*Task set*
**a.** In the "post your menu" thread below, list every food that sandman503 names after the words "from top left".
**b.** Reproduce everything in the "post your menu" thread below, from "not a pic, but" down to "Massivore pellets, Worms.".

*Page excerpt*
# post your menu



## xos (Dec 1, 2007)




----------



## CLUSTER ONE (Aug 2, 2006)

not a pic, but shrimp, scallops, cod, haddock... pretty much any raw fish i can get. I also have pelelts on occation


----------



## cobrafox46 (Jun 2, 2008)

Shrimp, Tilapia, Catfish, Beefheart(on occasion), Massivore pellets, Worms.


----------



## wizardslovak (Feb 17, 2007)

hikari gold pellets ,shrimp,catfish


----------



## roccov12345 (Sep 26, 2008)

Silversides, Porgy, Shrimp, Bluefish or any other fish that I have from left over fishing trips in my freezer.


----------



## sandman503 (Feb 10, 2009)

OP can you tell us what all you got there and where you got it.

heres mine


from top left
Blood worms
raw shrimp with shell
raw shrimp peeled
cooked shrimp
tilapia
salmon

all bought at the grocery store except the blood worms. right now im trying my hardest to mix up the diet for my bigger guys but the only thing theyll eat is fish, my little guys will eat anything though.


----------



## philbert (Mar 8, 2007)

i feed mostly shrimp catfish tilapia and silversides.


----------



## xos (Dec 1, 2007)

sandman503 said:


> OP can you tell us what all you got there and where you got it.


I cruise the local asian markets and try whatever seafood is under 1.99 /lb


----------



## Piranha Dan (Nov 11, 2007)

*Extracted information*
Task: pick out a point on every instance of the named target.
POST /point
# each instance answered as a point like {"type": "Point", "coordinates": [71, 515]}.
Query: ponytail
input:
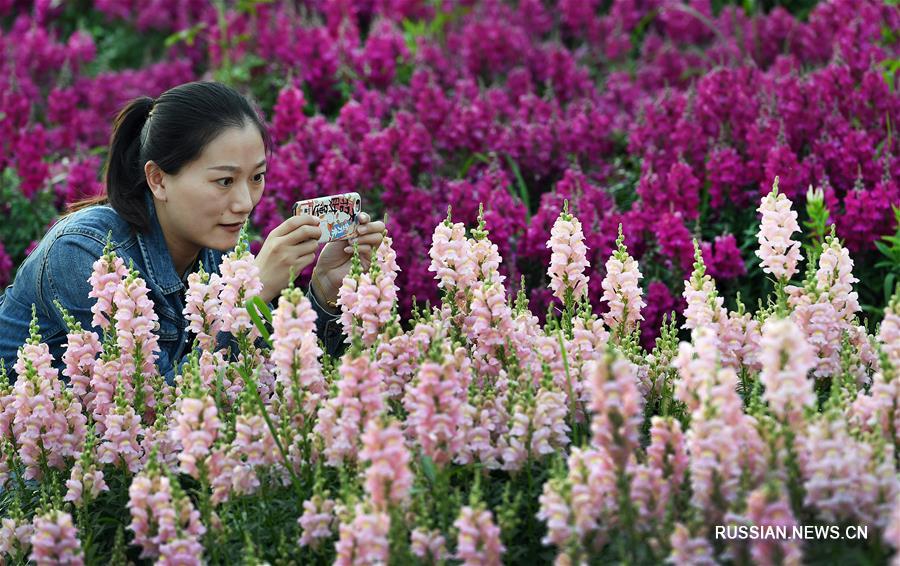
{"type": "Point", "coordinates": [124, 178]}
{"type": "Point", "coordinates": [171, 131]}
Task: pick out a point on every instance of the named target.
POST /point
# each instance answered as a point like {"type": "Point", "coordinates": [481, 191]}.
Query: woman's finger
{"type": "Point", "coordinates": [371, 228]}
{"type": "Point", "coordinates": [363, 250]}
{"type": "Point", "coordinates": [303, 248]}
{"type": "Point", "coordinates": [303, 234]}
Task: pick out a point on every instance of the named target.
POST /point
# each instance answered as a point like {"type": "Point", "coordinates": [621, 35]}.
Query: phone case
{"type": "Point", "coordinates": [338, 215]}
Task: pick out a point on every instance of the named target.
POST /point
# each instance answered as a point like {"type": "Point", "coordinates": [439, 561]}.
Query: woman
{"type": "Point", "coordinates": [184, 172]}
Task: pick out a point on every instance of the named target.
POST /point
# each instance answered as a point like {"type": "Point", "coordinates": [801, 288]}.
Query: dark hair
{"type": "Point", "coordinates": [171, 131]}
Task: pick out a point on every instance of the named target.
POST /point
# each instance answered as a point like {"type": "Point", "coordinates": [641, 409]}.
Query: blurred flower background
{"type": "Point", "coordinates": [670, 117]}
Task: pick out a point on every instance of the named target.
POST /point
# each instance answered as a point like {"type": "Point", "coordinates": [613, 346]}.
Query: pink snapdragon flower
{"type": "Point", "coordinates": [120, 445]}
{"type": "Point", "coordinates": [485, 253]}
{"type": "Point", "coordinates": [371, 297]}
{"type": "Point", "coordinates": [47, 422]}
{"type": "Point", "coordinates": [197, 426]}
{"type": "Point", "coordinates": [136, 340]}
{"type": "Point", "coordinates": [15, 536]}
{"type": "Point", "coordinates": [555, 512]}
{"type": "Point", "coordinates": [663, 473]}
{"type": "Point", "coordinates": [569, 256]}
{"type": "Point", "coordinates": [182, 551]}
{"type": "Point", "coordinates": [360, 397]}
{"type": "Point", "coordinates": [161, 514]}
{"type": "Point", "coordinates": [770, 508]}
{"type": "Point", "coordinates": [889, 333]}
{"type": "Point", "coordinates": [489, 322]}
{"type": "Point", "coordinates": [617, 406]}
{"type": "Point", "coordinates": [55, 540]}
{"type": "Point", "coordinates": [778, 252]}
{"type": "Point", "coordinates": [621, 289]}
{"type": "Point", "coordinates": [201, 305]}
{"type": "Point", "coordinates": [240, 281]}
{"type": "Point", "coordinates": [296, 351]}
{"type": "Point", "coordinates": [253, 446]}
{"type": "Point", "coordinates": [79, 357]}
{"type": "Point", "coordinates": [85, 477]}
{"type": "Point", "coordinates": [822, 326]}
{"type": "Point", "coordinates": [109, 270]}
{"type": "Point", "coordinates": [479, 538]}
{"type": "Point", "coordinates": [429, 545]}
{"type": "Point", "coordinates": [704, 306]}
{"type": "Point", "coordinates": [550, 431]}
{"type": "Point", "coordinates": [690, 549]}
{"type": "Point", "coordinates": [835, 279]}
{"type": "Point", "coordinates": [892, 532]}
{"type": "Point", "coordinates": [317, 521]}
{"type": "Point", "coordinates": [364, 540]}
{"type": "Point", "coordinates": [786, 358]}
{"type": "Point", "coordinates": [388, 476]}
{"type": "Point", "coordinates": [451, 259]}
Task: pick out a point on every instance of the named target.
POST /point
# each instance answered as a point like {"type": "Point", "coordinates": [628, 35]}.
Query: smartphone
{"type": "Point", "coordinates": [338, 215]}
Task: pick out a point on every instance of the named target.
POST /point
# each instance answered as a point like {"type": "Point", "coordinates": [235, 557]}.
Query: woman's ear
{"type": "Point", "coordinates": [155, 179]}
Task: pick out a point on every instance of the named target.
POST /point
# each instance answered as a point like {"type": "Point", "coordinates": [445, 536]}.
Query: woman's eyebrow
{"type": "Point", "coordinates": [235, 167]}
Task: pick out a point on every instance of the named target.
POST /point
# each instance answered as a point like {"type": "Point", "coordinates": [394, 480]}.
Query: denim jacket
{"type": "Point", "coordinates": [59, 269]}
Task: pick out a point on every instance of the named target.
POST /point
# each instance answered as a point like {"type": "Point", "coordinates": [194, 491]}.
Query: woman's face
{"type": "Point", "coordinates": [219, 188]}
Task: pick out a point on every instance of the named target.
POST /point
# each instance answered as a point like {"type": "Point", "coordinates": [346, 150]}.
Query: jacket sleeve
{"type": "Point", "coordinates": [64, 276]}
{"type": "Point", "coordinates": [328, 328]}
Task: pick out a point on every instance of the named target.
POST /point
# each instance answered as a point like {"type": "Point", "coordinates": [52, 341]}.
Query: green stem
{"type": "Point", "coordinates": [251, 382]}
{"type": "Point", "coordinates": [575, 432]}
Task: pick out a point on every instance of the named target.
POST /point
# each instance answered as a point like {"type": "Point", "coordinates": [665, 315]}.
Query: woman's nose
{"type": "Point", "coordinates": [243, 198]}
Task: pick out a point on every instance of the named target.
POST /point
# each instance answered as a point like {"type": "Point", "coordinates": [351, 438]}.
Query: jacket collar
{"type": "Point", "coordinates": [157, 258]}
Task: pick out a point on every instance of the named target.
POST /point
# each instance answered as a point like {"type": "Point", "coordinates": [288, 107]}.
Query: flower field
{"type": "Point", "coordinates": [640, 282]}
{"type": "Point", "coordinates": [480, 436]}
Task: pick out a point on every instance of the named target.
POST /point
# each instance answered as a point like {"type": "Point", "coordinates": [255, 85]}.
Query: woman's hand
{"type": "Point", "coordinates": [292, 244]}
{"type": "Point", "coordinates": [334, 261]}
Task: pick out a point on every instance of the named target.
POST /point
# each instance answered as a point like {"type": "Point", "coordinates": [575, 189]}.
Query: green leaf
{"type": "Point", "coordinates": [254, 316]}
{"type": "Point", "coordinates": [428, 468]}
{"type": "Point", "coordinates": [520, 183]}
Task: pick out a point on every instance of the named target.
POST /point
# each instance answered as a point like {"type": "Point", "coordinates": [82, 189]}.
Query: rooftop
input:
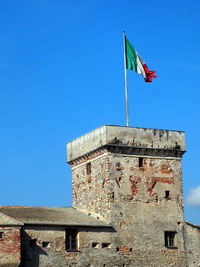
{"type": "Point", "coordinates": [50, 216]}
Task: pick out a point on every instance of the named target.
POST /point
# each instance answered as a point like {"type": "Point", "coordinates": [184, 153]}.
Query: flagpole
{"type": "Point", "coordinates": [126, 81]}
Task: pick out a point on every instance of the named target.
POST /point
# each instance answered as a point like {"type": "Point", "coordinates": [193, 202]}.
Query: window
{"type": "Point", "coordinates": [71, 240]}
{"type": "Point", "coordinates": [106, 245]}
{"type": "Point", "coordinates": [170, 239]}
{"type": "Point", "coordinates": [33, 242]}
{"type": "Point", "coordinates": [140, 163]}
{"type": "Point", "coordinates": [88, 168]}
{"type": "Point", "coordinates": [45, 244]}
{"type": "Point", "coordinates": [167, 195]}
{"type": "Point", "coordinates": [95, 245]}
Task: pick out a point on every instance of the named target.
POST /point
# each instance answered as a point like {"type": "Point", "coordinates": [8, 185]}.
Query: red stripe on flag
{"type": "Point", "coordinates": [150, 74]}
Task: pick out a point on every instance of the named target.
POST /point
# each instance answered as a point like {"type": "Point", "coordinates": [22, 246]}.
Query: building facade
{"type": "Point", "coordinates": [127, 206]}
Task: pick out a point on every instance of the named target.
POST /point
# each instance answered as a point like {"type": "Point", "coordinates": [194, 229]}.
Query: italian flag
{"type": "Point", "coordinates": [136, 63]}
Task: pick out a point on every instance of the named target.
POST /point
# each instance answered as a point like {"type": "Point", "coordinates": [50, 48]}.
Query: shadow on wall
{"type": "Point", "coordinates": [30, 252]}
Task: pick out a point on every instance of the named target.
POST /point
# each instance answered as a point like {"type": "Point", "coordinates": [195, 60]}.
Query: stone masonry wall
{"type": "Point", "coordinates": [192, 239]}
{"type": "Point", "coordinates": [55, 255]}
{"type": "Point", "coordinates": [140, 202]}
{"type": "Point", "coordinates": [10, 248]}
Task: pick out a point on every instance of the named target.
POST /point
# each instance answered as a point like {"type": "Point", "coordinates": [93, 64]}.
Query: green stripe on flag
{"type": "Point", "coordinates": [131, 56]}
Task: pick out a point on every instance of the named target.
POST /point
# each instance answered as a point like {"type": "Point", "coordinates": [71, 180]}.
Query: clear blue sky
{"type": "Point", "coordinates": [61, 75]}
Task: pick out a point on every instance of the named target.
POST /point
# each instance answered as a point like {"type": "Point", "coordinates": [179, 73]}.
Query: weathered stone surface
{"type": "Point", "coordinates": [127, 207]}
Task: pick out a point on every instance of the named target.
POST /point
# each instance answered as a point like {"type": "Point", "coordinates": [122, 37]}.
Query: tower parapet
{"type": "Point", "coordinates": [128, 140]}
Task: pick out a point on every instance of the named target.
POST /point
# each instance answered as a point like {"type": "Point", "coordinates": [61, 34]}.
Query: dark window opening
{"type": "Point", "coordinates": [33, 242]}
{"type": "Point", "coordinates": [95, 245]}
{"type": "Point", "coordinates": [170, 239]}
{"type": "Point", "coordinates": [71, 240]}
{"type": "Point", "coordinates": [106, 245]}
{"type": "Point", "coordinates": [88, 168]}
{"type": "Point", "coordinates": [140, 162]}
{"type": "Point", "coordinates": [167, 195]}
{"type": "Point", "coordinates": [45, 244]}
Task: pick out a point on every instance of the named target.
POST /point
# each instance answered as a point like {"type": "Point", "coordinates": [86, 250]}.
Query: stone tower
{"type": "Point", "coordinates": [132, 178]}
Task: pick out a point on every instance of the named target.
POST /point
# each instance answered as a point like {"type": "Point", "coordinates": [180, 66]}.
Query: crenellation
{"type": "Point", "coordinates": [127, 206]}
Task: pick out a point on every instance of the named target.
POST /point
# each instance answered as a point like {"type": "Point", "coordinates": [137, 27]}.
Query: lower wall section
{"type": "Point", "coordinates": [10, 248]}
{"type": "Point", "coordinates": [46, 247]}
{"type": "Point", "coordinates": [192, 241]}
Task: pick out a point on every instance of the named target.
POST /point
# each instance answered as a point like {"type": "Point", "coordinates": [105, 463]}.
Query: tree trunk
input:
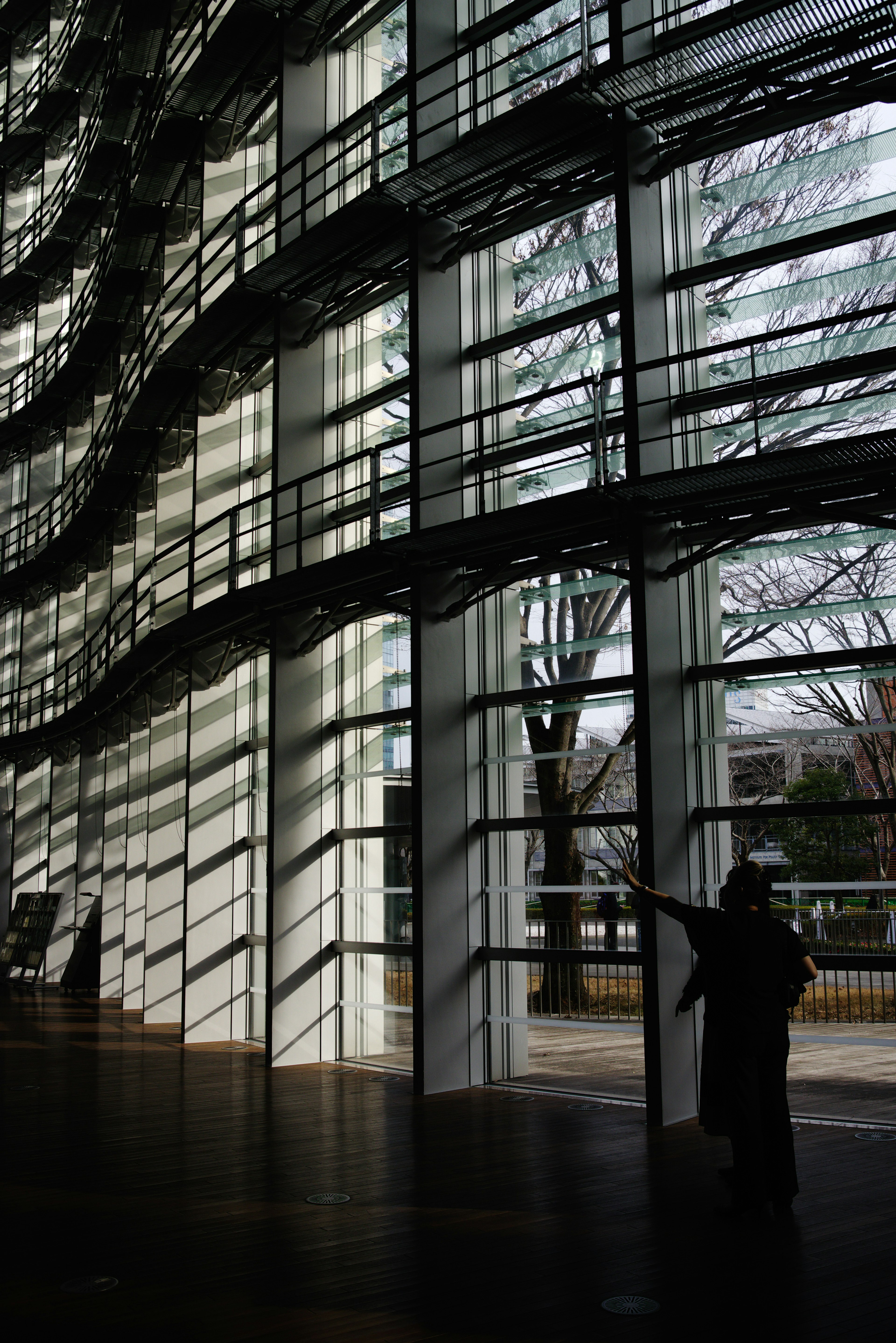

*Answers per task*
**a.** Blood worms, raw shrimp with shell, raw shrimp peeled, cooked shrimp, tilapia, salmon

**b.**
not a pic, but shrimp, scallops, cod, haddock... pretty much any raw fish i can get. I also have pelelts on occation


----------



## cobrafox46 (Jun 2, 2008)

Shrimp, Tilapia, Catfish, Beefheart(on occasion), Massivore pellets, Worms.